EXCERPT

You’re approaching guru status when it comes to marketing automation. You’re already using relational data to deliver dynamic and highly relevant email content, and your drip campaigns nurture prospects to sales-readiness over time. You have several employees actively engaging in social media conversations, and your social posts alternate between real-time and scheduled posts to maintain consistent levels of engagement over time. With fully integrated CRM, web analytics, and marketing automation platforms, you can profile each prospect based on individual activity and target him or her with an appropriate campaign. Now you’re ready for tips on how to develop a truly sophisticated marketing program. There are still plenty of new and exciting areas of marketing automation that you can explore to further improve your marketing efforts, from advancing and optimising your existing campaigns to testing out new avenues like dynamic content.

8 Steps to Mastering Advanced Automation

  1. Focus on continuous improvement. Have you automated and optimised all of the programs you can? Is your data flow as seamless as it could be? Have you pushed your drip marketing and lead nurturing programs to their limits? Have you used your marketing automation’s personalisation capabilities to their full advantage? The point is, there’s always more to do.
  2. Optimise your email template design. Take the time to analyse your audience’s top email and mobile clients, make sure your designers follow best practices for optimisation, and rigorously test your emails to ensure that everything appears as expected.
  3. Conduct detailed SPAM analysis. As you begin to send out more email campaigns and targeted communications, it’s important that you use the SPAM analysis capabilities at your disposal to test how your emails will perform against top SPAM filters. Not only can your marketing automation system predict whether or not your emails will make it to the inbox, but it will often make suggestions as to what you could be doing better.

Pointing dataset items

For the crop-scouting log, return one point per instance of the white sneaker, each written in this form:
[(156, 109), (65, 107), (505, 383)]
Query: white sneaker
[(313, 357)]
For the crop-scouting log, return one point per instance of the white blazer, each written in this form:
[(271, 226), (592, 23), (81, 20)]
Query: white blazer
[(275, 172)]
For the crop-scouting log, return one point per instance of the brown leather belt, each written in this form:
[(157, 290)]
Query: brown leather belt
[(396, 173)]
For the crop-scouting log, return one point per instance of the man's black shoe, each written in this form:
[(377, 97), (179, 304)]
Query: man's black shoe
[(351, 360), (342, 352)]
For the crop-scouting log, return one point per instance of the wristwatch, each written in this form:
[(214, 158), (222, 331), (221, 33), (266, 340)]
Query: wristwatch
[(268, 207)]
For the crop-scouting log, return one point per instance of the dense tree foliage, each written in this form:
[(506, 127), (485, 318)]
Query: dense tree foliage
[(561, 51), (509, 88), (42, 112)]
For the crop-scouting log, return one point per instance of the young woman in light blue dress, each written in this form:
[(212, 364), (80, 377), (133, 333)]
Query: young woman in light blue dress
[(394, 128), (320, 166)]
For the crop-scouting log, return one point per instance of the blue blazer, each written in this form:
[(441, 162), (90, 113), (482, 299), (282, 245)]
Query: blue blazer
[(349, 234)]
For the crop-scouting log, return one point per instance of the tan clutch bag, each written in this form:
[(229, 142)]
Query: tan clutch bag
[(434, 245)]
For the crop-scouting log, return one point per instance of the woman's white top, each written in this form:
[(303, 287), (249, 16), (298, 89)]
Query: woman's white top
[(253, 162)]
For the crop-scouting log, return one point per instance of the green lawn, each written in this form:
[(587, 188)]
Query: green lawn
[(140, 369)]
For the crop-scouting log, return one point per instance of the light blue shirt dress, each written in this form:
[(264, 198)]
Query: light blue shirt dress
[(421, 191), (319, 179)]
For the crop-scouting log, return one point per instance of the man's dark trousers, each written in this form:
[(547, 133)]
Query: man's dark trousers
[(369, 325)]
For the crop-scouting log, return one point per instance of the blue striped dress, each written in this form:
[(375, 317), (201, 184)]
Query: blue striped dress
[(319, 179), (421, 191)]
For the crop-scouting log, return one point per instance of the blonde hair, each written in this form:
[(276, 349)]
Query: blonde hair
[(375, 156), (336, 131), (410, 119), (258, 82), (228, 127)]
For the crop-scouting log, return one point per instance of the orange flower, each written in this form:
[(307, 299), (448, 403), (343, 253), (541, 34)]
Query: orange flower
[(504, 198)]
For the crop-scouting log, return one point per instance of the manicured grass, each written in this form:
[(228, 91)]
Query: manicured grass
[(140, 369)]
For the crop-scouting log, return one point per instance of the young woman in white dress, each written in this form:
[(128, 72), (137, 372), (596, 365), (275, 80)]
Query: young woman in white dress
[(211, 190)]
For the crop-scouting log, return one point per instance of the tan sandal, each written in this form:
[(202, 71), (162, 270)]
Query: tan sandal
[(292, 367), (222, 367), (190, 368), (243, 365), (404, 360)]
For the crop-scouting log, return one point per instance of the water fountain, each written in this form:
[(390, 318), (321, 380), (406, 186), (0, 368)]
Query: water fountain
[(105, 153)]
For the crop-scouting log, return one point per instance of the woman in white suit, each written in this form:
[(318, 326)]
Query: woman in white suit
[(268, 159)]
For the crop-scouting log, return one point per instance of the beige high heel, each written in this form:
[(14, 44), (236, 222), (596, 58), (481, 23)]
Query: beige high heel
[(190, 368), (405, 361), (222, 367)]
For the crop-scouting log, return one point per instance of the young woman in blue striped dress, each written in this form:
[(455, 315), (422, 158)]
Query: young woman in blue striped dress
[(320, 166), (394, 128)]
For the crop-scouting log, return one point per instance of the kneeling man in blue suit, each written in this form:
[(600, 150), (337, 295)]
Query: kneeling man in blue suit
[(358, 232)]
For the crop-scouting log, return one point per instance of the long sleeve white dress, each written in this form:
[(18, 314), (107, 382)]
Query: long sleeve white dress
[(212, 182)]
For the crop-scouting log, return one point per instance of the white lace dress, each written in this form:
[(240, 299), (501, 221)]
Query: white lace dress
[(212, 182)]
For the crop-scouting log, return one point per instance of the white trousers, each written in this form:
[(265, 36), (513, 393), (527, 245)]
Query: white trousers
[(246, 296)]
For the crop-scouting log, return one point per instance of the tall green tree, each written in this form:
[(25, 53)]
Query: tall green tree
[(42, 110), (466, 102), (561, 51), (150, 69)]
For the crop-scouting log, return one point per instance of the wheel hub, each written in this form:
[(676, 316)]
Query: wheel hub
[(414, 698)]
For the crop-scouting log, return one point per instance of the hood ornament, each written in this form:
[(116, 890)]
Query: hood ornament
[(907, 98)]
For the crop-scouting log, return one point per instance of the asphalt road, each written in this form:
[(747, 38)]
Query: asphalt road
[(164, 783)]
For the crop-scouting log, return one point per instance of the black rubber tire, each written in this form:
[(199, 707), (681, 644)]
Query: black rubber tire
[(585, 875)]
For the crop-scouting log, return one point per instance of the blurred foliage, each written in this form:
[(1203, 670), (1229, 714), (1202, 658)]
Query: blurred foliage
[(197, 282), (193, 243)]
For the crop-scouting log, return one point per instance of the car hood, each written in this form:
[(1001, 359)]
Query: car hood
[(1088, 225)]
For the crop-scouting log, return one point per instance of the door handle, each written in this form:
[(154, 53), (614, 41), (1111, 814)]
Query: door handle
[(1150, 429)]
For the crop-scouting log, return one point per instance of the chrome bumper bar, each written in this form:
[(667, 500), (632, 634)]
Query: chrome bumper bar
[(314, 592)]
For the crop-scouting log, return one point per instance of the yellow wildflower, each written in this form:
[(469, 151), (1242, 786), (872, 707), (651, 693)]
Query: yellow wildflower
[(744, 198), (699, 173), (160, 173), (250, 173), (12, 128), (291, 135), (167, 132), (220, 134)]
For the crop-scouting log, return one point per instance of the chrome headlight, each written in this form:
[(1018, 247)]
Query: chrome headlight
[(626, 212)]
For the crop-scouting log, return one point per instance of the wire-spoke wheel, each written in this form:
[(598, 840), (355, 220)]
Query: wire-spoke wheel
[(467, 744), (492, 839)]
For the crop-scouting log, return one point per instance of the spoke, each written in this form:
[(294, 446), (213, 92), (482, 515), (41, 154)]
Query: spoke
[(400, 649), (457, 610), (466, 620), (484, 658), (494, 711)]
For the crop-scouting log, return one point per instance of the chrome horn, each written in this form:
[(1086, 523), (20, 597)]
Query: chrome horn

PROBLEM DETAILS
Answer these questions about the marketing automation text:
1. According to the opening paragraph, what do the reader's drip campaigns do?
2. In the step on email template design, whose top email and mobile clients should be analyzed?
3. In the step on SPAM analysis, besides predicting whether emails reach the inbox, what will the marketing automation system often do?

WRITTEN ANSWER
1. They nurture prospects to sales-readiness over time.
2. The audience's.
3. It will often make suggestions as to what you could be doing better.